TEXT PASSAGE:

While I was on walkabout in Australia and viewing the giant portable engines at the Inverell Pioneer Village in New South Wales (OG 188), I was shown a couple more portables in an enclosure behind a shed. There was an engine there that I hadn’t seen the like of before, but I was told it had featured in a previous issue of Old Glory.
The model was named ‘The Fire Proof Champion’ and was built in Canada by the Waterous Engine Co, which was founded in 1844 at Brantford, Ontario by CH Waterous. The firm built steam fire appliances and sawmill equipment as well as portables and this particular engine (build date unknown) is believed to be one of only two left in Australia, if not the world.
Forward to the West of England Steam Engine Society’s rally at St Agnes last August and I was wandering through the miniature engine line when I saw something that seemed to ring a bell when I inspected it more closely. I knew I’d seen this type of engine before but couldn’t place where! I found the owner, Dave Carder, who was only too willing to tell me about his engine. He’d built it himself at 6in scale and had expended much midnight oil just so as to be able to attend the rally, the engine being completed only the day before he arrived.

GIVEN RECORDS:

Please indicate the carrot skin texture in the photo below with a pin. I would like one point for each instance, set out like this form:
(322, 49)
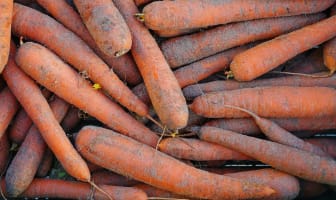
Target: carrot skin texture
(179, 15)
(5, 29)
(63, 42)
(163, 89)
(163, 172)
(305, 165)
(59, 78)
(186, 49)
(106, 26)
(278, 102)
(123, 66)
(37, 107)
(24, 165)
(268, 55)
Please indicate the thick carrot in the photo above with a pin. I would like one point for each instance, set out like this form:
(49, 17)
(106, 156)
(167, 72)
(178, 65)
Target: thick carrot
(302, 164)
(193, 91)
(278, 102)
(75, 52)
(123, 66)
(194, 149)
(106, 26)
(24, 165)
(6, 10)
(270, 54)
(51, 72)
(187, 49)
(114, 151)
(49, 188)
(30, 97)
(184, 14)
(162, 87)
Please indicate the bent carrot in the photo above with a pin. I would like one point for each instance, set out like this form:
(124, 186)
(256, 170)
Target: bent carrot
(187, 49)
(162, 87)
(278, 102)
(62, 41)
(113, 151)
(50, 71)
(6, 10)
(184, 14)
(270, 54)
(303, 164)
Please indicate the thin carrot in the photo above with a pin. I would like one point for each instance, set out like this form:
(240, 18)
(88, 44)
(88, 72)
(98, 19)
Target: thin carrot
(185, 14)
(114, 151)
(270, 54)
(6, 10)
(187, 49)
(74, 51)
(278, 102)
(51, 72)
(303, 164)
(24, 165)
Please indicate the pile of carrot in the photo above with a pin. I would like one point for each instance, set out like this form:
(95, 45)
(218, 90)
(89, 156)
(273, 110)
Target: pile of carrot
(184, 99)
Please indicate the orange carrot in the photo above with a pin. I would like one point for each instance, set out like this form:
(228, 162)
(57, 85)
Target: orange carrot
(303, 164)
(106, 26)
(185, 14)
(50, 71)
(123, 66)
(24, 165)
(278, 102)
(6, 10)
(187, 49)
(74, 51)
(270, 54)
(162, 87)
(114, 151)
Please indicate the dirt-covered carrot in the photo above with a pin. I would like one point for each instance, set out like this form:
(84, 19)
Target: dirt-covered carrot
(194, 149)
(30, 97)
(61, 189)
(185, 14)
(277, 102)
(163, 89)
(268, 55)
(187, 49)
(114, 151)
(51, 72)
(63, 42)
(106, 25)
(123, 66)
(24, 165)
(302, 164)
(6, 10)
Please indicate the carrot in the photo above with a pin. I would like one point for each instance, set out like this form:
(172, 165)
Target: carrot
(194, 149)
(50, 71)
(23, 167)
(106, 26)
(193, 91)
(270, 54)
(114, 151)
(123, 66)
(49, 188)
(21, 123)
(75, 52)
(303, 164)
(184, 14)
(187, 49)
(278, 102)
(37, 107)
(162, 87)
(6, 9)
(8, 108)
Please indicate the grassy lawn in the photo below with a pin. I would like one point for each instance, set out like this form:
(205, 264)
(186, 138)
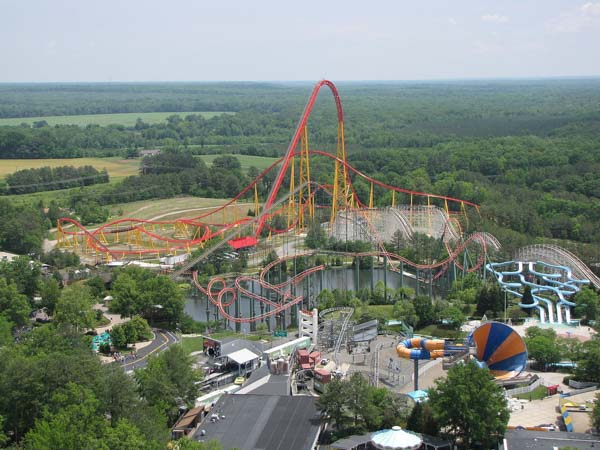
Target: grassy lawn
(125, 119)
(537, 394)
(116, 167)
(260, 162)
(174, 208)
(194, 344)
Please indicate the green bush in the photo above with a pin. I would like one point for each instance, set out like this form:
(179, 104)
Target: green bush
(135, 330)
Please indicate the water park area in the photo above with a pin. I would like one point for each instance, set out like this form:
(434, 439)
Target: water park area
(550, 287)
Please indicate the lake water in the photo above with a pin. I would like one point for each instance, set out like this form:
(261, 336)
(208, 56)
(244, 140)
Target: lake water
(201, 309)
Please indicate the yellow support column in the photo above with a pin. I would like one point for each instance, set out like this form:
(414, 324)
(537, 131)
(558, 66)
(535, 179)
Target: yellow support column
(292, 198)
(429, 215)
(256, 204)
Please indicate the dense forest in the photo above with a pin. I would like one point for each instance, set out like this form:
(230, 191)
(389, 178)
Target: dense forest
(527, 151)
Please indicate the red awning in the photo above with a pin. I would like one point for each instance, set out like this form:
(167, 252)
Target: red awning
(247, 241)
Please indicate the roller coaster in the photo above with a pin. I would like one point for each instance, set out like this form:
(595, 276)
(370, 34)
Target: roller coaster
(138, 238)
(296, 197)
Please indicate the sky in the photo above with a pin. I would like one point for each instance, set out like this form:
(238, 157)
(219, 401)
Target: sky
(256, 40)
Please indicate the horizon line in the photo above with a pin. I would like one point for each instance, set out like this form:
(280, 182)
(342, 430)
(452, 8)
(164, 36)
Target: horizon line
(408, 80)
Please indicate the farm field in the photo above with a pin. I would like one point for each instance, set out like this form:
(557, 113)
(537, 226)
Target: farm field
(116, 167)
(260, 162)
(175, 208)
(125, 119)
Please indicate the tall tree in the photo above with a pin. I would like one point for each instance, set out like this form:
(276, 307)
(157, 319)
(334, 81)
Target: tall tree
(333, 401)
(469, 407)
(74, 308)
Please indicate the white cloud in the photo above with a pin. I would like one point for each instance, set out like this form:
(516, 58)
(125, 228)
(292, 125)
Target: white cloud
(496, 18)
(591, 9)
(587, 16)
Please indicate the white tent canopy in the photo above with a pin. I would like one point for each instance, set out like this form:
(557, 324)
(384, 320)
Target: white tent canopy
(395, 439)
(242, 356)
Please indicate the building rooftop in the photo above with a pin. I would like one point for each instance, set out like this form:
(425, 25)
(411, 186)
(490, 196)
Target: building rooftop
(262, 422)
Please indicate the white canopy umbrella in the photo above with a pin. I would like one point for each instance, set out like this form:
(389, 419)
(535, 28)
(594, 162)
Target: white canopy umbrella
(395, 439)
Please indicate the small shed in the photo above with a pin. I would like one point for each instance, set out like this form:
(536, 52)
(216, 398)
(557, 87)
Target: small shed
(187, 423)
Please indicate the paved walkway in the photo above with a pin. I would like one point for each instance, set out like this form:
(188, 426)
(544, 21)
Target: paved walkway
(546, 411)
(161, 341)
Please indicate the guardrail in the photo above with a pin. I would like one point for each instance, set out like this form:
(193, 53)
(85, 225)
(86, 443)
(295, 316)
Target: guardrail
(581, 384)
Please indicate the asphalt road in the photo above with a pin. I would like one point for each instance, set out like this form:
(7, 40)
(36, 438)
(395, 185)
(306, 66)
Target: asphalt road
(162, 340)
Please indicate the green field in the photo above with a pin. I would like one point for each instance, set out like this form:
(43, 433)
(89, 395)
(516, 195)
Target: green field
(260, 162)
(172, 208)
(116, 167)
(125, 119)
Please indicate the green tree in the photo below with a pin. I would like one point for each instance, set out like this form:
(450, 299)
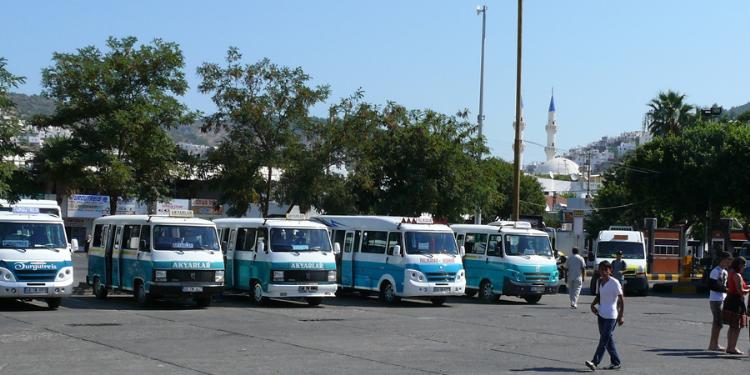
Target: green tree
(668, 114)
(262, 108)
(10, 128)
(118, 105)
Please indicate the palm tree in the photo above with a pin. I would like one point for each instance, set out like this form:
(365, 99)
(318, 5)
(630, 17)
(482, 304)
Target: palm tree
(669, 114)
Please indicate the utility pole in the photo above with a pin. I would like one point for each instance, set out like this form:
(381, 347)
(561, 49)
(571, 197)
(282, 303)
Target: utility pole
(517, 142)
(480, 117)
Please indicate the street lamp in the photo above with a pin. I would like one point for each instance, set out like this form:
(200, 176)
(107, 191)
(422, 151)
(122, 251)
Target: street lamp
(480, 117)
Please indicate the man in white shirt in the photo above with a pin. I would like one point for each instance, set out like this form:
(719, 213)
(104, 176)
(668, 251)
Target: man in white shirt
(718, 286)
(576, 271)
(609, 313)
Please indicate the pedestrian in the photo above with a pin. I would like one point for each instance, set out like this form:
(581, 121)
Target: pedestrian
(618, 268)
(735, 310)
(575, 276)
(717, 283)
(609, 314)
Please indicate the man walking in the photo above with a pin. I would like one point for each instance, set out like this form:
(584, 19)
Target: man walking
(576, 271)
(718, 286)
(609, 314)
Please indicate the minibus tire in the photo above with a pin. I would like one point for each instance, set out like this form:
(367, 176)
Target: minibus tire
(256, 293)
(53, 303)
(202, 301)
(532, 299)
(388, 294)
(99, 290)
(314, 301)
(485, 292)
(139, 294)
(438, 301)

WHAT IS BEING ASKED:
Return the steam engine passage from "While I was" up to and including "of Old Glory." without changing a word. The records have no connection to the steam engine passage.

ANSWER SECTION:
While I was on walkabout in Australia and viewing the giant portable engines at the Inverell Pioneer Village in New South Wales (OG 188), I was shown a couple more portables in an enclosure behind a shed. There was an engine there that I hadn’t seen the like of before, but I was told it had featured in a previous issue of Old Glory.